**Document passage**.
------------------------------
And the lifties weren't much help - when we needed them to be directing traffic they were nowhere to be found, or too busy scanning tickets while chairs went up empty. In their defense, this is the first year for scanning and barcodes there, but still, they need to figure it out. I also got a lecture on removing the receipt for my lift ticket, even after I said "Oh yeah, I forgot" and then shortly after, my bro-in-law got the same lecture even after I said I'd explain on the way up, and the lecture was just long enough for the 20 person team/school/something to organize and get in front of us.

As for the Asian remark, I've noticed alot of international travelers at whitetail the last 2 years. I'm all for welcoming people, but it does get annoying when you do a half dozen lift rides in a row with people that just stare at you when you try to talk to them, and then they start speaking to each other in a different language. Seriously, anyone that thinks yelling your intentions to someone downhill gives you the right of way would get in a ton of wrecks at whitetail because half the people would have no clue what you said


----------



## ZacAttakk

Fewdfreak said:


> Ugh, I feel you TT... At times I feel like I can't even hit the features in the park due to the masses of kids sitting and TEXTING on the landings of jumps like a bunch of tards... Not interested in whac-a-mole I go to the black run to ride for a while till the crowds die and the teenage kids got a skiier girl who ain't got no business on the run, trying to go down the run... and instead of her throwing in the towel on it they are like sitting on the hill blocking entire run and sliding down every five feet telling her she can make it... like bitch ain't gonna make it, go away... after she yard sales a few times ten minutes later she finally walks to the bottom.
------------------------------
(Object location annotation data)
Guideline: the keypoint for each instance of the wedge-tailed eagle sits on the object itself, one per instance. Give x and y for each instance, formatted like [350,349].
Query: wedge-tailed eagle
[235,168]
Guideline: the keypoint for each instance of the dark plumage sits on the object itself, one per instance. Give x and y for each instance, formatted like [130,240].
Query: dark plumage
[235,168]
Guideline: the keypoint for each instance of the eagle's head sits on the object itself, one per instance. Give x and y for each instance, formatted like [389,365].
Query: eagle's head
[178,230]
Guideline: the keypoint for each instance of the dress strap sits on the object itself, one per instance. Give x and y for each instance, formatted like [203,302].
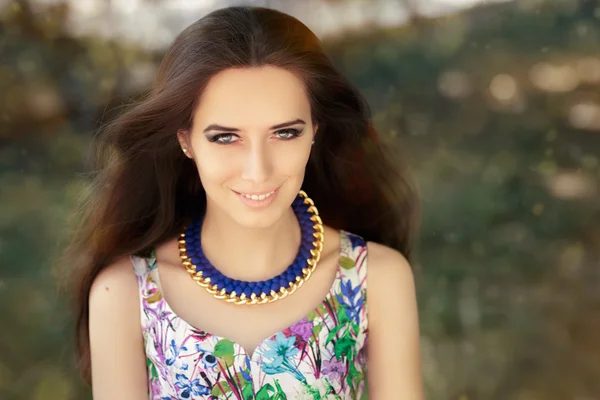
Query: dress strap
[353,276]
[149,290]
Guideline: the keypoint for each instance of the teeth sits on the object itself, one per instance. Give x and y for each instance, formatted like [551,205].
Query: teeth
[257,197]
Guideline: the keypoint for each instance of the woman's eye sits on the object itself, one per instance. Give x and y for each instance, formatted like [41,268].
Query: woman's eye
[223,138]
[287,134]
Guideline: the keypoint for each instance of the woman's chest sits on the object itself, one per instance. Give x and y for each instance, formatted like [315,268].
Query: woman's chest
[320,354]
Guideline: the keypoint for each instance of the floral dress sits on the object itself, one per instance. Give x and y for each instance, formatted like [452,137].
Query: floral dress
[322,356]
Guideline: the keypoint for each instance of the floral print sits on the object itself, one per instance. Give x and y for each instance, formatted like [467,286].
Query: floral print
[322,356]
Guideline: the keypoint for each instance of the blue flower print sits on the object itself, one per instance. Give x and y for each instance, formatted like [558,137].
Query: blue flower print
[349,300]
[280,349]
[173,353]
[208,360]
[278,356]
[190,387]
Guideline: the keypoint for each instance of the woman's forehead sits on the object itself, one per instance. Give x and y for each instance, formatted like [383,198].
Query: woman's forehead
[248,96]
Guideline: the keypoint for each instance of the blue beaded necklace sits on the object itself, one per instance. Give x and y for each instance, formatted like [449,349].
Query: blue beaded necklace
[246,292]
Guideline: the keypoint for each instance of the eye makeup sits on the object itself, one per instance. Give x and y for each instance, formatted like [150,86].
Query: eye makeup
[228,138]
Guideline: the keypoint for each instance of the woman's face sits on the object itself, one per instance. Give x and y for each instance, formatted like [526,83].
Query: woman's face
[251,140]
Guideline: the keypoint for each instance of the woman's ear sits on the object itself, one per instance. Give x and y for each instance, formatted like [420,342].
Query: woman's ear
[184,142]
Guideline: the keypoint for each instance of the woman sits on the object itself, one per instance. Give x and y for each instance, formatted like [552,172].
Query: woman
[205,271]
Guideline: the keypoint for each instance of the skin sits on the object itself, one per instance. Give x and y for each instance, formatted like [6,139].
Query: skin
[253,244]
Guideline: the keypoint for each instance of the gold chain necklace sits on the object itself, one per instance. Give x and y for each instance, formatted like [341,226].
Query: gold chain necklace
[233,297]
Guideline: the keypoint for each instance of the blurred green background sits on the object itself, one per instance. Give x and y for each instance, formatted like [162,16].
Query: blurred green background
[497,103]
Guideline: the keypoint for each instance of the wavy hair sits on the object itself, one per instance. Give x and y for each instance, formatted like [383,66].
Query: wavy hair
[144,190]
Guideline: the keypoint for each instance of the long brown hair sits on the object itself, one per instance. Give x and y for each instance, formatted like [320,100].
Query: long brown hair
[144,190]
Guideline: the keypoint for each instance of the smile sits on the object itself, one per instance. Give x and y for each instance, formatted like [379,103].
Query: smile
[257,200]
[257,196]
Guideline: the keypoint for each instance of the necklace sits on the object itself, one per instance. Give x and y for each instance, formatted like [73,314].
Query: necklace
[247,292]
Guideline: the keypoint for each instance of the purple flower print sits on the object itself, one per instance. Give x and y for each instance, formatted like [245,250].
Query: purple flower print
[303,329]
[334,369]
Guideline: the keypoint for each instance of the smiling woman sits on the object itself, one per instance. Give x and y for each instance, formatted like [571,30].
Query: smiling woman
[223,253]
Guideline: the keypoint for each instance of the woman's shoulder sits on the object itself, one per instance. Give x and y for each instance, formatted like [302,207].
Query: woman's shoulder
[388,268]
[114,291]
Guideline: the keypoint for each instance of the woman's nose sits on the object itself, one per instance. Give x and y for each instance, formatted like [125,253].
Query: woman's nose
[257,164]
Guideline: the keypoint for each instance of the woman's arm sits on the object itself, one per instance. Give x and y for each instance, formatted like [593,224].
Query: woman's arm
[394,356]
[116,343]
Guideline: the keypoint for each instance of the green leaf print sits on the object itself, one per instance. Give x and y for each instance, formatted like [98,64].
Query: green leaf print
[344,346]
[153,372]
[342,316]
[226,388]
[279,394]
[263,393]
[247,391]
[224,350]
[347,262]
[315,313]
[220,389]
[332,333]
[317,329]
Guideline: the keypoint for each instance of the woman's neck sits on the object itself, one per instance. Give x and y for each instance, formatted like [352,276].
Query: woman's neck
[250,253]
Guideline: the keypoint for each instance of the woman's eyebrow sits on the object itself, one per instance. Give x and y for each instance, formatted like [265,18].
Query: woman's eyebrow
[215,127]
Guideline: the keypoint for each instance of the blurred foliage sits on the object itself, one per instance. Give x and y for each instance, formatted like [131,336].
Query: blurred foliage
[499,106]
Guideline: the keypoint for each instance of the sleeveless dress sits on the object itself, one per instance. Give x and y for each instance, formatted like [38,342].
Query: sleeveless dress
[322,356]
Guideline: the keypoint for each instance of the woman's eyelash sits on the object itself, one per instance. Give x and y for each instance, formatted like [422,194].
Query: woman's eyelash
[226,138]
[291,131]
[218,138]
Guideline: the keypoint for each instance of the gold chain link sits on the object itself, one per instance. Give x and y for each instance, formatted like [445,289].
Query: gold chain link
[233,297]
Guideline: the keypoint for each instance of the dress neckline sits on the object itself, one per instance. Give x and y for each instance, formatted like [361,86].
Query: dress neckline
[327,300]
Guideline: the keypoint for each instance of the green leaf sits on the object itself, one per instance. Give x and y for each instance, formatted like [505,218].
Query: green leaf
[224,350]
[342,316]
[332,333]
[247,391]
[263,393]
[217,391]
[317,329]
[280,393]
[347,262]
[314,314]
[153,371]
[344,346]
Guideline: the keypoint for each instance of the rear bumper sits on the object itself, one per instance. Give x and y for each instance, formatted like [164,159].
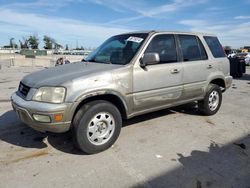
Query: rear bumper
[228,81]
[26,109]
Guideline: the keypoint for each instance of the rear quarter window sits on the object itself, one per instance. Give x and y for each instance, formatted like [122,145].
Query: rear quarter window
[215,46]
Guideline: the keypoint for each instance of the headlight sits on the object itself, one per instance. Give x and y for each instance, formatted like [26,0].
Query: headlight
[50,94]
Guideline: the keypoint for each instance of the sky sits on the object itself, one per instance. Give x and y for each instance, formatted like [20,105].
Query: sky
[88,23]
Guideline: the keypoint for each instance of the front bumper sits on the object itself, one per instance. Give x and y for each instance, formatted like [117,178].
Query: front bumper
[26,109]
[228,81]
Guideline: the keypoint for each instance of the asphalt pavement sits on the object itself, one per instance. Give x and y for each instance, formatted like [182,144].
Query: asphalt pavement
[175,147]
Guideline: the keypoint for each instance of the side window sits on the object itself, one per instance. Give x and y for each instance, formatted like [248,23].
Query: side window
[165,46]
[215,46]
[192,48]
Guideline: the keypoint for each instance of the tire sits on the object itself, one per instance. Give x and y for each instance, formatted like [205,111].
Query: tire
[212,100]
[96,126]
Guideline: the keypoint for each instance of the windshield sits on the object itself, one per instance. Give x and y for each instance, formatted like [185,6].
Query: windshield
[119,49]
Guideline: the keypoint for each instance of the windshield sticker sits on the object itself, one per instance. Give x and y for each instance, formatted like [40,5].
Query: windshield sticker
[135,39]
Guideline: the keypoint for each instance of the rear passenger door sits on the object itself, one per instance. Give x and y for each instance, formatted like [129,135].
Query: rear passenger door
[159,84]
[195,66]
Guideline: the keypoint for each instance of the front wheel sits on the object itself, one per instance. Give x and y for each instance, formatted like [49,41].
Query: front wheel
[96,126]
[212,101]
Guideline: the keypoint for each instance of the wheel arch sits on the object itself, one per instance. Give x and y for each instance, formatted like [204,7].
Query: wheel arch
[111,97]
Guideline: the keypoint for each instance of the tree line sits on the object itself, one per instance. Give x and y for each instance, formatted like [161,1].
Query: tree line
[32,42]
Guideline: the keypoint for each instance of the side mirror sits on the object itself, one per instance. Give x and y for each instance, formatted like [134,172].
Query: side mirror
[149,59]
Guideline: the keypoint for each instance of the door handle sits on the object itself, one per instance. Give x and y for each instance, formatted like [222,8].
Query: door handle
[175,71]
[209,66]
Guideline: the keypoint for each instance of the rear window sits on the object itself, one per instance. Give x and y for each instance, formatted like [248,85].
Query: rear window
[192,49]
[215,46]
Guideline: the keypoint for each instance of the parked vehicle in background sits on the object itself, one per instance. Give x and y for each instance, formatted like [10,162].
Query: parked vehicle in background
[243,57]
[128,75]
[62,61]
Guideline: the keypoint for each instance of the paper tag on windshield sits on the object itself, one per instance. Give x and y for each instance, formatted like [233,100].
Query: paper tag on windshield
------------------------------
**Required actions**.
A. In the ski forum thread, copy the passage from "## ZacAttakk" to "to the bottom.".
B. In the ski forum thread, what does the writer say is being used for the first year at the resort?
C. Write the next part of the ski forum thread, picking up after its final sentence.

**Answers per task**.
A.
## ZacAttakk

Fewdfreak said:


> Ugh, I feel you TT... At times I feel like I can't even hit the features in the park due to the masses of kids sitting and TEXTING on the landings of jumps like a bunch of tards... Not interested in whac-a-mole I go to the black run to ride for a while till the crowds die and the teenage kids got a skiier girl who ain't got no business on the run, trying to go down the run... and instead of her throwing in the towel on it they are like sitting on the hill blocking entire run and sliding down every five feet telling her she can make it... like bitch ain't gonna make it, go away... after she yard sales a few times ten minutes later she finally walks to the bottom.

B. Scanning and barcodes.

C.
> 
> Yes, more skilled riders should watch out for newbs might be outta control and crash into them, but seriously everyone has a responsibility to try to remain in control and stay on terrain you can handle. If bad riders and skiiers can't stay where they belong (intentionally) or quit playing around when shit could get dangerous they deserve what they get... it's like a bad driver on the road.


News flash man, everyone starts somewhere. How are people going to progress and learn to ride if they don't try harder runs. Im sure you were there at some point. Side stepping it down a black trying to progress your skill. Am I right or wrong? Yea it sucks when someone in front of you gets in over there head and has to slowly slide down but it is what it is. 

But I totally agree with your park statement. The little fucks that have $500 dollar cameras bought by their parents and "review their sick footy" while sitting on the other side of rollers. Pisses me off.


----------



## wrathfuldeity

ZacAttakk said:


> News flash man, everyone starts somewhere. How are people going to progress and learn to ride if they don't try harder runs. Im sure you were there at some point. Side stepping it down a black trying to progress your skill. Am I right or wrong? Yea it sucks when someone in front of you gets in over there head and has to slowly slide down but it is what it is.
> 
> But I totally agree with your park statement. The little fucks that have $500 dollar cameras bought by their parents and "review their sick footy" while sitting on the other side of rollers. Pisses me off.


Perhaps cause I'm an old geezer...I've come to the point it that doesn't hurt to say a couple or few useful words of advice about what they are doing. Like...don't sit there you are going to get landed on, don't block the run you are going to get hit...get to the side or even is someone is over their head...give them some useful unsolicited advise about getting down the hill. Yea we've all been there.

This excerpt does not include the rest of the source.